» WHAT IS NEEDED
Restate the entries below word for word, omitting nothing.

--- Start of WORKING DATA ---

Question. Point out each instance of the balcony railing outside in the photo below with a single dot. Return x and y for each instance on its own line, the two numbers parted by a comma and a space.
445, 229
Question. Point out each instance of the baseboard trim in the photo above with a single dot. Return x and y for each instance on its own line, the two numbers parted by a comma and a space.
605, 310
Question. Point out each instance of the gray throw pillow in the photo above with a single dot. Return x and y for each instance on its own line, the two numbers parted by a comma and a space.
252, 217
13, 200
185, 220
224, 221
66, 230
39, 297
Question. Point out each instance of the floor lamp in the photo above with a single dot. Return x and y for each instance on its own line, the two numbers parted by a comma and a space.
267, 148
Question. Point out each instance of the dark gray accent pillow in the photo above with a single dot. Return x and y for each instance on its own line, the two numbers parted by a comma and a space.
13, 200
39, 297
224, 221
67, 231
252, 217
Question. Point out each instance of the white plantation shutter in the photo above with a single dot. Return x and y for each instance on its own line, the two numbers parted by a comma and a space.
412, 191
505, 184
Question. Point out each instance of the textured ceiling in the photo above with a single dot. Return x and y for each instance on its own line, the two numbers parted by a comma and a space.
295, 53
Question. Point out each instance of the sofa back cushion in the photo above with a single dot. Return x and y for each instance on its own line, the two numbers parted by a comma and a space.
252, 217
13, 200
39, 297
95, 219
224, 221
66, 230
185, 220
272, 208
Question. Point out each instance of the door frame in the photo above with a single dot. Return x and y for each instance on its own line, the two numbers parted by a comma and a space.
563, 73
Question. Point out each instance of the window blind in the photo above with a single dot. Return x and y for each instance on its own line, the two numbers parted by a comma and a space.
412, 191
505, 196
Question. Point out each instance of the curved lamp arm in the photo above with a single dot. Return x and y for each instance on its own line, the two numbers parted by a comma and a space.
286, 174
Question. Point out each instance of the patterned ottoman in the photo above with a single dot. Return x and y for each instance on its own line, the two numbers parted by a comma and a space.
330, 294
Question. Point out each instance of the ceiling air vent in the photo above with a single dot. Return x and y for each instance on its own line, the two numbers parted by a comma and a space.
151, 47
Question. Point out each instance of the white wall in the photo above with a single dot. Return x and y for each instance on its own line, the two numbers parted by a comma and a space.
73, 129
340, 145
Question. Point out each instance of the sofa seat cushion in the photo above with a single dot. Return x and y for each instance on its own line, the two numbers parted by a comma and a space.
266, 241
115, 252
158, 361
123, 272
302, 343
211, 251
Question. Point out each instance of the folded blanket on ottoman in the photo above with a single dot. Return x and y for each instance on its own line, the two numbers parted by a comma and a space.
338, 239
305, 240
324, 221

--- End of WORKING DATA ---

» EXERCISE OUTPUT
Question. Point out each instance of the balcony railing outside in the photo below with a single dot. Return x and y for each instance on its own line, the two numbers parted by a comma and a space.
445, 229
Question. Point out each instance of the baseboard trim in the photo above with a single dot. Return x and y for each instance on its own line, the two numbers parted by a comma and a space.
605, 310
Question. Point out each instance of the gray throw pillow in the photo above with a single dot. Return x and y for each instance on its own line, the two numbers parted by a comma and a space.
252, 217
13, 200
185, 220
224, 221
66, 230
39, 297
Question. Point out each instance of the floor lamp in the photo above with a single dot. Return x and y for each instance on its own line, the two numbers parted by a comma and a space.
267, 148
Question. Point out each instance of the dark gray accent pillow in the photo above with a single dot. Return x and y for each instance on its own line, the two numbers parted by a comma and a space.
13, 200
39, 297
224, 221
67, 231
252, 217
Question. Point out each instance of the white plantation shutter in the photo above with a single dot. Return x and y for each instance on its own line, the two numbers parted by a comma and a space.
412, 191
505, 184
Question. Point out each instance of the textured ceiling in the photo above with a single dot. Return x and y for each instance on its own line, the two numbers parted by a comma and a space.
295, 53
Question. Point out each instance of the sofa back cushion in the photo above with a single dot. Return x and y for each instance on its own line, the two numbers parted by a comma and a space.
252, 217
13, 200
39, 297
95, 219
224, 221
66, 230
185, 220
272, 208
Question. Point out each instance of the door frame in the photo above with a single dot. Return x and y for each instance on its own line, the two numbers parted by a comma and a space.
563, 73
Question. Point out each instance of the window blind in the photo above with a single dot. Return x and y for each instance on its own line, the two numbers parted by a comma and a space.
412, 191
505, 196
Question. Point out each instance of the curved lamp arm in the photo above with a single dot. Return x and y for each instance on its own line, the two numbers parted by a comma and a space.
286, 174
Question. Point out each instance of the patterned ottoman in the photo above with a single dot. Return x and y for each instance on its own line, the two numbers parted by a comma and a space.
330, 294
Question. Point out each instance of the ceiling air vent in the photo above with a single dot. Return x and y for each instance on its own line, the two numbers parted by a comma and a space.
151, 47
Question. Point out each instance of the white wall in the photo above with a single dot. Return x and y for each instance on its own line, the two numbers parted by a comma and a space.
73, 129
340, 145
Question. Point out each instance of the sofa seat cushion in the photo above with a single dot. Return x and y for each instance on its own line, the two numbers parted by a comma and a space.
266, 241
115, 252
158, 361
123, 272
302, 343
211, 251
Question. Point out each instance of the folded blanket on ottoman in the photo above with a single dot. Return x and y for each instance on its own line, the two numbers parted by a comma and a space.
338, 239
305, 240
324, 221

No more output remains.